EXERCISE =
Copy every entry exactly as it stands, though any image it holds should stay out of the copy.

DATA EXTRACT =

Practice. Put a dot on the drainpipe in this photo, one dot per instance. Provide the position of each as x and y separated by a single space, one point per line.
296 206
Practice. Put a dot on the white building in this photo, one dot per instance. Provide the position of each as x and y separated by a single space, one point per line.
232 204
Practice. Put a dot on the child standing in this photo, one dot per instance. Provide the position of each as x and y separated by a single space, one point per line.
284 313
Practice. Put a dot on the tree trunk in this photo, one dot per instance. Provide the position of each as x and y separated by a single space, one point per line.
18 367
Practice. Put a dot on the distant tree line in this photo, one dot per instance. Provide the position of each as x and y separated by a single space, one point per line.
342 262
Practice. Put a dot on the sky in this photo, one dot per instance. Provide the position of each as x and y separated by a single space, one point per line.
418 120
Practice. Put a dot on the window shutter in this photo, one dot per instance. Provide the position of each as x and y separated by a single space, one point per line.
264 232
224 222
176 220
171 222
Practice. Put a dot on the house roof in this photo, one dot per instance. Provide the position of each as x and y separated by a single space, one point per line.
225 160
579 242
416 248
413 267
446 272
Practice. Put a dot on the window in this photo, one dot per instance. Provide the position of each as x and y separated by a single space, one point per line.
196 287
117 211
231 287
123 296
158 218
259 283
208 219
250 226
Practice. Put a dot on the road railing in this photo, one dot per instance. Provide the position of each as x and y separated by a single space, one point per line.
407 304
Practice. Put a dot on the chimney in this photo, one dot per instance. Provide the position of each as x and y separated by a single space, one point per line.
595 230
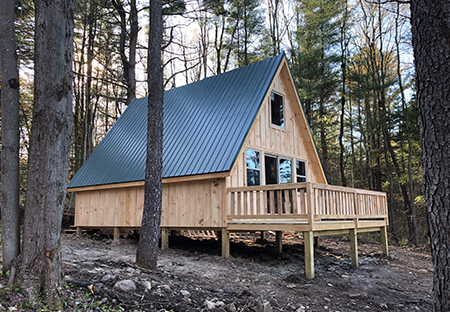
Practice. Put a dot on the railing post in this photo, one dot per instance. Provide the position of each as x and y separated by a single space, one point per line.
309 254
310 205
225 243
356 209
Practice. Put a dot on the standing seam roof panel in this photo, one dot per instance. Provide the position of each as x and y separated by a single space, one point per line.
205 125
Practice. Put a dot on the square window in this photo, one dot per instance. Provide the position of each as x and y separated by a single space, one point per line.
300 171
277 109
253 165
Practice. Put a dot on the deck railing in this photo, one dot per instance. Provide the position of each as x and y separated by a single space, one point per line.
306 201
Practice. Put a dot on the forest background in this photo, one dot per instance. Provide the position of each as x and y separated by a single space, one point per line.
351 61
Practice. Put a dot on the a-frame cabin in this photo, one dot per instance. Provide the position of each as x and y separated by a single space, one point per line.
238 155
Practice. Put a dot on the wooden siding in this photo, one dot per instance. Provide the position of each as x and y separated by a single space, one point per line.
110 207
294 141
193 204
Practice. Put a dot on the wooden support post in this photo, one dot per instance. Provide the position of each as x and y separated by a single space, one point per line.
354 247
384 241
225 243
309 254
310 204
279 241
116 234
316 242
164 239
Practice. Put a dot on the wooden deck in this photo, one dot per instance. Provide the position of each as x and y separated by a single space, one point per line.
312 208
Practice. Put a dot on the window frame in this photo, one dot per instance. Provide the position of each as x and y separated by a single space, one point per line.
252 168
299 175
278 159
283 125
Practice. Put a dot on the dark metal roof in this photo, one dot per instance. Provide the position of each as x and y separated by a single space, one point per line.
205 125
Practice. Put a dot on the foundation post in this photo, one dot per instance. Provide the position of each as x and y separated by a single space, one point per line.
164 239
309 254
384 241
354 247
316 241
225 243
116 234
279 241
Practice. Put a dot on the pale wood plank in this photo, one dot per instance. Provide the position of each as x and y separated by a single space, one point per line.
354 247
309 254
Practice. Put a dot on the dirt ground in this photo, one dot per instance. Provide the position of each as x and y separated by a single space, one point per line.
192 276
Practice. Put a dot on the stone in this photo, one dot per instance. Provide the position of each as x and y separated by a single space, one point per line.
219 304
231 307
263 306
125 285
185 293
147 285
108 278
209 305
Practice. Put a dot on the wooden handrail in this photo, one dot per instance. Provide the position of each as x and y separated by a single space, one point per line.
313 200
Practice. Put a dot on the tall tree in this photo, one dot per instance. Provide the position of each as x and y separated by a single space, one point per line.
147 252
39 265
318 37
430 20
10 135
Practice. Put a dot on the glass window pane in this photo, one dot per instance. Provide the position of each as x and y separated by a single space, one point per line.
271 170
253 177
285 170
252 159
277 109
301 168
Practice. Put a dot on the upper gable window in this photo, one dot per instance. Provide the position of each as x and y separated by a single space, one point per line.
300 171
277 109
253 167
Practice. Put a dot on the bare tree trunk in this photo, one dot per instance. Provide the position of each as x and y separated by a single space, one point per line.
10 136
430 21
408 135
39 265
147 252
129 64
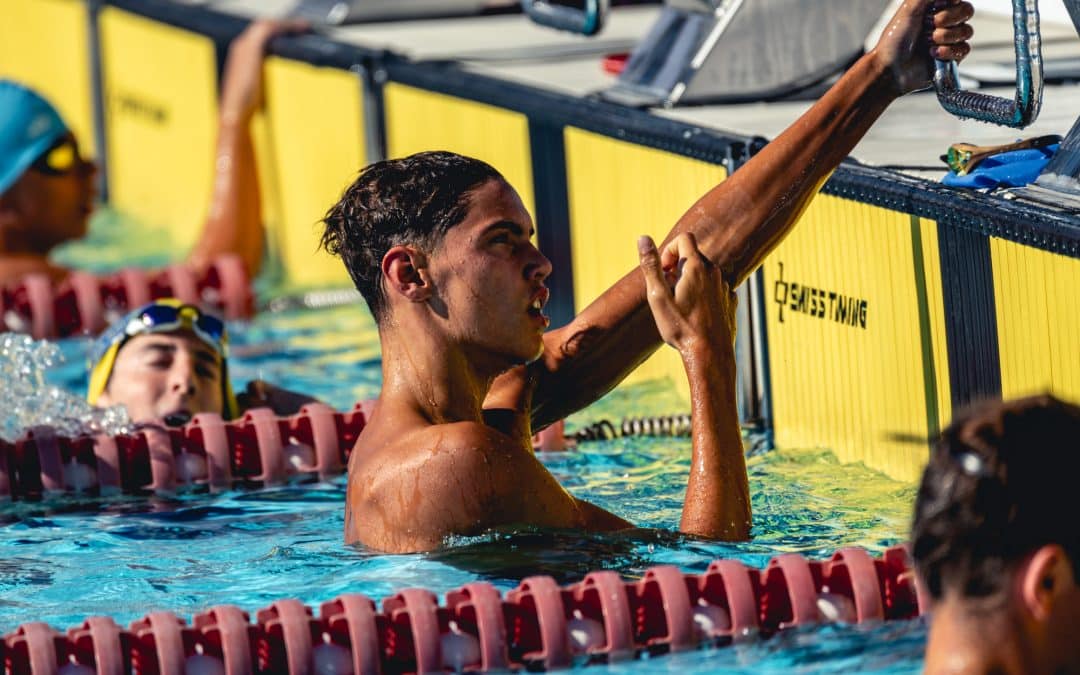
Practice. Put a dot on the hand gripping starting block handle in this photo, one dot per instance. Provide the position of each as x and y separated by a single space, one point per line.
1021 110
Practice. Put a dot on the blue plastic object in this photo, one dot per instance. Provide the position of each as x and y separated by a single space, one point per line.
1007 170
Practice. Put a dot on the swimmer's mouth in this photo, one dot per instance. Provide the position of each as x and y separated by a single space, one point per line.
177 418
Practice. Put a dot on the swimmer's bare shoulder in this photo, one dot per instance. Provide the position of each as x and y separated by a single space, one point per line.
409 493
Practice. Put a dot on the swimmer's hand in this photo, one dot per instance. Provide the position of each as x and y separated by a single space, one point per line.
242 92
920 31
262 394
692 305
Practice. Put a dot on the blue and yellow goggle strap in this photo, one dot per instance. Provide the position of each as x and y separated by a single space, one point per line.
140 322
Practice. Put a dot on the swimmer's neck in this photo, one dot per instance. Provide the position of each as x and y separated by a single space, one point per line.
966 639
441 380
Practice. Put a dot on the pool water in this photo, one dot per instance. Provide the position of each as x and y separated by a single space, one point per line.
64 561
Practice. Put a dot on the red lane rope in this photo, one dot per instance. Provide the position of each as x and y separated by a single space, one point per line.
537 625
257 448
85 304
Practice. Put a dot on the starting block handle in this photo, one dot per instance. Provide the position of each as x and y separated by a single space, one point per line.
1025 107
586 21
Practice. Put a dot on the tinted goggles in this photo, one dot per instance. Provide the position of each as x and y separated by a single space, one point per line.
61 159
164 318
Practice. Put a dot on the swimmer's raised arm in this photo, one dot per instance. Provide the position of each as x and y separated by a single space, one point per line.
742 219
234 219
698 319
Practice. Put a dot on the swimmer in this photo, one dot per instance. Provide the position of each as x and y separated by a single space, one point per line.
440 247
997 542
48 191
169 361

ANSWER BELOW =
Practice. Put a dot on the drainpipe in this photo, one dot per instance. Provide the position of each as x and y separated by a single space, one point per line.
296 206
Practice. Put a dot on the white building in this photo, one dot per instance. Provide the position of each as x and y separated by a single space, one point per line.
232 204
Practice. Put a dot on the child standing in this photo, one dot per instance. Provide the position of each as x and y separated by a single space, one point per line.
284 313
Practice. Put a dot on the tree trunk in this photo, one dot per instance. Provide the position of each as x and y separated by a single space, one point per line.
18 367
Practice. Put a dot on the distant tree line in this photo, one dot per instance. Provide the position of each as x and y separated by a single space, one point per line.
342 262
Practice. Put a dot on the sky in this photo, one dot per instance. Provide the position of each as x and y separated by a single space, one point per line.
418 120
Practice. Put a dot on the window shutter in this photo, one dot per instance. Provide the position of each as x and y separated by a single space, one point per line.
264 232
224 222
176 220
171 222
Practice. Put a dot on the house roof in this photo, one dot per instance. Provide the position of each as x and y separated by a single space, one point per line.
225 160
579 242
416 248
413 267
446 272
Practice. Put a dot on the window in this photo, one dot per instance. Provide the position of each as x and y separated by a single space, one point per line.
196 287
117 211
231 287
123 296
158 218
259 283
208 219
250 226
Practice. Put a dot on the road railing in this photo, one dot per instance. Provide the position of each as x and y separated by a single space, one point per line.
407 304
Practice. Put a dot on the chimney in this photo, one dot per instance. Provide the position of each as x and y separated by a single space, one point per line.
595 230
Practice. Put a dot on the railing post in this photo, one dot per instance. Provide the position of each as x and y separated by a single space, one point per line.
309 254
310 205
225 243
356 209
Practice. Put a dot on the standing seam roof panel in this photo, one dot per instance. Provide the position of each as x and y separated by a single space, one point per line.
205 125
Practice. Put a dot on the square window in this photo, one dot per instance. Provide the position of each as x and y separated by a single space, one point per line.
300 171
277 109
253 165
Practice. Put a dot on the deck railing in this photo, one dot per instance. Provide the position of each as x and y separated by a single space, one point per line.
306 201
Practice. Put a dot on the forest background in this photo, one dot per instance. Provide the position of each as x and y separated by a single space, one point per line.
351 61
Practice. Put a dot on the a-frame cabin in this photo, one dot per instance. Provide the position of each as x and y separated by a single space, one point per line.
238 155
Practice. Put a dot on the wooden siding in this photo, one dot per instance. Provide the position of each as x and y separated by a single space, one point per line.
110 207
294 141
193 204
Practice. Put a dot on the wooden support post in this photo, one dot per instance. Provide the position of each as x and y separated by a single space, one point per line.
354 247
384 241
225 243
309 254
310 204
279 241
116 234
316 242
164 239
Practice. Put a dot on the wooden deck in this photo, one dot per instance. Provide the position of each as x and y separated by a single space, one point per line.
312 208
Practice. Put a dot on the window frame in this photo, one dot per instance. Provide the position of each as x and y separated by a single space, one point per line.
252 168
299 175
278 159
283 125
Practice. Put a dot on the dark metal roof in this photo, one dot per instance. Provide the position of each as x and y separated by a single space, one point per line.
205 125
Practice. Put a dot on the foundation post in this photo, one dot per instance. Provide the position of each as x and y separated by a single space, one point per line.
164 239
309 254
384 241
354 247
316 241
225 243
116 234
279 241
Practice. Put a dot on the pale wood plank in this photo, one dot per instance. Provide the position of each as x and y separated by a single space, one point per line.
354 247
309 254
Practice. Put a dot on the dirt ground in this photo, one dot per instance. Provide the position of each as x and y separated by a single space, one point per line.
192 276
Practice. Put a dot on the stone in this photo, one dot per instance. Provide the position of each as x and y separated by a single space, one point per line.
219 304
231 307
263 306
125 285
185 293
147 285
108 278
209 305
Practice. Put a dot on the wooden handrail in this photo, one dot per instance. Provide the position of each as x and y separated by a single space, one point per line.
313 200
Practice. Put a dot on the tall tree in this photo, one dot per instance. Provide the position of each as x and y separated by a single space, one point per line.
147 252
39 265
318 37
430 20
10 135
Practice. Put a dot on the glass window pane in this photo, one dot per instance. Provide the position of each as x and y separated by a single space, one point per line.
271 170
253 177
285 170
252 159
277 109
301 168
Practice. Put a dot on the upper gable window in this photo, one dot per instance. Provide the position of each as x and y separated by a single space, one point per line.
300 171
277 109
253 167
Practice. Put a dot on the bare tree trunk in this photo, one dot per instance. Provide the position of each as x and y separated by a single space, one point per line.
10 136
430 21
408 135
39 265
147 252
129 64
Practice. Put a dot on the hand gripping starting block handle in this photo, one dot per instance. Provide the position of each as x and y separated by a single space, one point per line.
1021 110
Practice. Put a dot on the blue plastic object in this photo, one dot per instance. Provide the position of each as x and y separated by a single space, one point per line.
1007 170
Practice. Put a dot on the swimmer's mouth in this photo, one dot per instance. Provide the position of each as x and y separated by a single space, one point per line.
177 418
Practice. Put a dot on the swimmer's bare shoulder in this photo, one dot per instance. Provide the position of each as x and y separated by a single space, one point per line.
409 493
Practice. Put a dot on the swimmer's hand in this photo, one dot per instance. Provide the position of each as x and y separated by a single space, one point per line.
242 92
920 31
262 394
692 305
Practice. Put a dot on the blue and yellow goggle strap in this photo, one dot per instance. Provide the position of each as x and y separated by a single space, one point per line.
140 322
Practice. Put a dot on the swimmer's neck in this photo, one dot per instance. Provide the position of each as x and y separated by a single space, one point per line.
966 639
441 380
Practice. Put a dot on the pool water in this photo, one dot per instance. Provide the position of each as x and y separated by a single space, one point per line.
64 561
Practice. Put a dot on the red lane rope in this photo, one dot per instance. Provide the position of each as x and y separated by a single space, one point per line.
537 625
257 448
85 304
Practice. Put a dot on the starting block handle in this photo, one dot per instance. Provide the position of each as x and y separated by a single space, one point per line.
1025 107
586 21
Practice. Put a dot on the tinted goggles in this photo, one dot per instance. Provide the position of each as x and y separated by a single space, one point per line.
61 159
164 318
Practice. Put a dot on the swimmer's raised arm in this photo, one dot per instance. Provide the position of each as x and y separated by a single space, one point per line.
742 219
234 219
698 319
Practice. Put a dot on the swimmer in this photo, one dot per instance. Provide the position of each as x and y separated by a single space, one point per line.
440 247
997 542
48 191
169 361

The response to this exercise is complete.